═════ TEXTBLOCK

Rot-Rot-Grün-Debatte Aufstand in der SPD - Kurt Beck in Not
Berlin - Nein, es läuft nicht rund für die SPD, zwei Tage vor der Wahl in Hamburg. Die Genossen fragen sich, was ihren Boss wohl geritten haben mag, vor Journalisten die Wahl Andrea Ypsilantis zur hessischen Ministerpräsidentin ohne eigene Mehrheit anzukündigen - und damit eine Debatte über Rot-Rot-Grün zu entfachen. Das müsse ein Versehen gewesen sein, sagte ein Bundestagsabgeordneter. "So dumm kann niemand sein." Doch ist Beck kein Neuling im politischen Betrieb. Er weiß genau, was er wann sagen kann und was nicht gerade bei brenzligen Themen.

══════════
═════ ROHDATEN

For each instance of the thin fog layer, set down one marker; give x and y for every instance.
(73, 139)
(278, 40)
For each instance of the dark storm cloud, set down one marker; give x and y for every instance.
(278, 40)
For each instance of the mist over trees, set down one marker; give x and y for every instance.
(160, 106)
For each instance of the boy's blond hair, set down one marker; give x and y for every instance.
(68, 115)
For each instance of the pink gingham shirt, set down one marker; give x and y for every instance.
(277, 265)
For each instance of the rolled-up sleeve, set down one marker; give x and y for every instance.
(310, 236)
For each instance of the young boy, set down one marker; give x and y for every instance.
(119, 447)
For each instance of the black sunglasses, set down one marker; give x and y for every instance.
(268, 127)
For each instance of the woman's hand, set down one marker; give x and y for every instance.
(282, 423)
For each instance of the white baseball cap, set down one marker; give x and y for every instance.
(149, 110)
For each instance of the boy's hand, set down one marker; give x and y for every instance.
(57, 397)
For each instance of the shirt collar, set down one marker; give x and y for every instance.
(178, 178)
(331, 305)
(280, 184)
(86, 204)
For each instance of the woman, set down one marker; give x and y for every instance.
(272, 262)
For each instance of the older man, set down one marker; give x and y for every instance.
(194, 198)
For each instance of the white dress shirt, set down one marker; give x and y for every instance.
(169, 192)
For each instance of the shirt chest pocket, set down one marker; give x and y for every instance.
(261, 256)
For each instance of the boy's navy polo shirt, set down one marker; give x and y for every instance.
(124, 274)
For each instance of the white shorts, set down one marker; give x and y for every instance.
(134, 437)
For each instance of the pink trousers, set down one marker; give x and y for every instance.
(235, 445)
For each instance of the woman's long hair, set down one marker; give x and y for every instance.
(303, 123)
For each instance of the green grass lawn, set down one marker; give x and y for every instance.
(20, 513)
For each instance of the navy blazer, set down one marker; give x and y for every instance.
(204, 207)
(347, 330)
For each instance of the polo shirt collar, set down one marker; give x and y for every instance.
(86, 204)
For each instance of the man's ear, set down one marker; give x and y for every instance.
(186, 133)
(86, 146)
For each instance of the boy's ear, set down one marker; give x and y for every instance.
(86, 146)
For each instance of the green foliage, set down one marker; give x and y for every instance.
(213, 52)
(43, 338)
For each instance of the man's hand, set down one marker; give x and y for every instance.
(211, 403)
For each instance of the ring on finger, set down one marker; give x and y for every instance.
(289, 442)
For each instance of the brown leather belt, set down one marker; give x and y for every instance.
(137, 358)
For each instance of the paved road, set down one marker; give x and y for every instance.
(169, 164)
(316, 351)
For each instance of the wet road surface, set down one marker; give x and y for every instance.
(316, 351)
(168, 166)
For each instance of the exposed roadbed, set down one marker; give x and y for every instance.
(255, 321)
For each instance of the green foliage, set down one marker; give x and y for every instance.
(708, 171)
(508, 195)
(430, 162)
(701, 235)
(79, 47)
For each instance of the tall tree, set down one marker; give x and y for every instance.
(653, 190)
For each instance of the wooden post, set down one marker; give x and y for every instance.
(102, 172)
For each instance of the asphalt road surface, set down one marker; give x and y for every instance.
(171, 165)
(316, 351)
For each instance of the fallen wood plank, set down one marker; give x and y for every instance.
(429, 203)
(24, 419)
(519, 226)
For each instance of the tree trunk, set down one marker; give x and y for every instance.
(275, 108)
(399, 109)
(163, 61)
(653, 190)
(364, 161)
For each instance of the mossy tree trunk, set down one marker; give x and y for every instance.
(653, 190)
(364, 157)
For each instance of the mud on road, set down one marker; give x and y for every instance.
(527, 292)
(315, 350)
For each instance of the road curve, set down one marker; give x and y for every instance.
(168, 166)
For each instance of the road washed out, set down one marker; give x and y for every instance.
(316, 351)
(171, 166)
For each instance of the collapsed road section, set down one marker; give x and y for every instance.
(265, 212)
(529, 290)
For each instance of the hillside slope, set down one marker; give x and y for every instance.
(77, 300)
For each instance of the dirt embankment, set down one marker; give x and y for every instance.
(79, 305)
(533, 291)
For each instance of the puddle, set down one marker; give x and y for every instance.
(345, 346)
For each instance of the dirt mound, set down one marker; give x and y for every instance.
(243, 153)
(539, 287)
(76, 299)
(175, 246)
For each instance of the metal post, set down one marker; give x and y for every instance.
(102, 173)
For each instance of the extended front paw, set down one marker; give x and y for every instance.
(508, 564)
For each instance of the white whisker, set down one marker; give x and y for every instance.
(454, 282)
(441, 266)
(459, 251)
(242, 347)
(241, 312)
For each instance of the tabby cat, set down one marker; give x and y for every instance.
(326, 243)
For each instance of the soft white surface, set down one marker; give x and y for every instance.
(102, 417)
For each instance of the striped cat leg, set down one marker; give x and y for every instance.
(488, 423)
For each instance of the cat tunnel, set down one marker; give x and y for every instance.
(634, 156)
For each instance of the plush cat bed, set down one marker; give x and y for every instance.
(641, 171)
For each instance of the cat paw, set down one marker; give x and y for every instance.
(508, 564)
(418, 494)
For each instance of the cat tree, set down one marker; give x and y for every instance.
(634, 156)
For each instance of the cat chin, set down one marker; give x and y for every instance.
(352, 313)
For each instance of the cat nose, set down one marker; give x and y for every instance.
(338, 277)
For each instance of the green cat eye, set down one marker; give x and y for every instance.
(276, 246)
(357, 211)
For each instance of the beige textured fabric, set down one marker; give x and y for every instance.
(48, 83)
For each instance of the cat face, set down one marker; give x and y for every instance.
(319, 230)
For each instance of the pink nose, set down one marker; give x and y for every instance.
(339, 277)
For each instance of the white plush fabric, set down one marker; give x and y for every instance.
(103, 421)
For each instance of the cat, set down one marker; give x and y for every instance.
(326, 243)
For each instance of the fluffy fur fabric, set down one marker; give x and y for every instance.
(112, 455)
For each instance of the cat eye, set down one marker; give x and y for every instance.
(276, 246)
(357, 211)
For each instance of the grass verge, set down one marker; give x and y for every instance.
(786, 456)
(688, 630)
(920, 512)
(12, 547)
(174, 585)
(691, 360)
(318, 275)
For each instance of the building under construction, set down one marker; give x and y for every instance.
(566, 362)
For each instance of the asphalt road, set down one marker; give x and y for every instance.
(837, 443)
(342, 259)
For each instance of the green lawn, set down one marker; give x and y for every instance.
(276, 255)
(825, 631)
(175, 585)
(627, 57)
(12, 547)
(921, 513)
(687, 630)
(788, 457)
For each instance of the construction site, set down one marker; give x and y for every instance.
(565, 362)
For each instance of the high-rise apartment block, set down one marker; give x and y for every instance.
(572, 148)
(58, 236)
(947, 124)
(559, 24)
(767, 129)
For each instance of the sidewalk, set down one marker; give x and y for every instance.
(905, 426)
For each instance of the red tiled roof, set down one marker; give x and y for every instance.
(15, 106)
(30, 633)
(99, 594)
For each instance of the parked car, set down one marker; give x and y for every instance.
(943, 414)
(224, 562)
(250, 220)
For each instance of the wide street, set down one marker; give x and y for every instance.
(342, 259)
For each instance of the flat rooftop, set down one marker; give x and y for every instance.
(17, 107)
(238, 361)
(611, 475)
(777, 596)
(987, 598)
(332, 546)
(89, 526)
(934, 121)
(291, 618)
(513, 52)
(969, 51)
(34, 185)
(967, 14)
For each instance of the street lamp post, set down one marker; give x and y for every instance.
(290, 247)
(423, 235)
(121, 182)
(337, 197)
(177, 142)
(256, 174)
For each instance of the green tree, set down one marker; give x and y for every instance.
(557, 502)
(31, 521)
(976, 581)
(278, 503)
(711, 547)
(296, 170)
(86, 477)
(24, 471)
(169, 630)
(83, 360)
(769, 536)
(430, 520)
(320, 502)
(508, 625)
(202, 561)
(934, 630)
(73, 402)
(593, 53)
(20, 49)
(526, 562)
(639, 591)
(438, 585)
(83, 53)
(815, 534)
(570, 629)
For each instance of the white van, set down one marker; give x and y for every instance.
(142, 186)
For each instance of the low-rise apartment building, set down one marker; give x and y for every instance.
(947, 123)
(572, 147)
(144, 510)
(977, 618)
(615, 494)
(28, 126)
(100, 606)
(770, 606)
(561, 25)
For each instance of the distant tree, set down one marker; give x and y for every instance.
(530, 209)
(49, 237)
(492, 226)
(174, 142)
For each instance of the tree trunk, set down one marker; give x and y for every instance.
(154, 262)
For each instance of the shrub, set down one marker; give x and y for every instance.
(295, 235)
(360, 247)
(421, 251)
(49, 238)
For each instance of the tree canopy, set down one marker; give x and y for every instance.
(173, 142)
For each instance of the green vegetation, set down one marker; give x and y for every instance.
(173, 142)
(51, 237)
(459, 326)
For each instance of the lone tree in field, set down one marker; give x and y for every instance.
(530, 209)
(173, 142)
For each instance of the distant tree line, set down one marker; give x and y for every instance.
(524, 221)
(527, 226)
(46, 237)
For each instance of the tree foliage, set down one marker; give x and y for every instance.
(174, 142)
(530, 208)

══════════

ZIELE:
[1] Fasse den Absatz im Textblock, der mit „Berlin - Nein, es läuft nicht rund“ beginnt, als kurze Liste zusammen und behalte dabei die wichtigsten Fakten bei.
[2] Gib aus dem Textblock den Abschnitt zwischen „Rot-Rot-Grün-Debatte Aufstand in“ und „bei brenzligen Themen.“, beide eingeschlossen, wortgetreu wieder.

ERWARTETE ANTWORTEN:
[1]
- Zwei Tage vor der Wahl in Hamburg läuft es für die SPD nicht rund.
- Die Genossen rätseln, warum ihr Chef vor Journalisten die Wahl Andrea Ypsilantis zur hessischen Ministerpräsidentin ohne eigene Mehrheit ankündigte und damit eine Debatte über Rot-Rot-Grün auslöste.
- Ein Bundestagsabgeordneter hielt das für ein Versehen: „So dumm kann niemand sein.“
- Beck ist jedoch kein Neuling im politischen Betrieb und weiß gerade bei brenzligen Themen genau, was er wann sagen kann.

[2]
Rot-Rot-Grün-Debatte Aufstand in der SPD - Kurt Beck in Not
Berlin - Nein, es läuft nicht rund für die SPD, zwei Tage vor der Wahl in Hamburg. Die Genossen fragen sich, was ihren Boss wohl geritten haben mag, vor Journalisten die Wahl Andrea Ypsilantis zur hessischen Ministerpräsidentin ohne eigene Mehrheit anzukündigen - und damit eine Debatte über Rot-Rot-Grün zu entfachen. Das müsse ein Versehen gewesen sein, sagte ein Bundestagsabgeordneter. "So dumm kann niemand sein." Doch ist Beck kein Neuling im politischen Betrieb. Er weiß genau, was er wann sagen kann und was nicht gerade bei brenzligen Themen.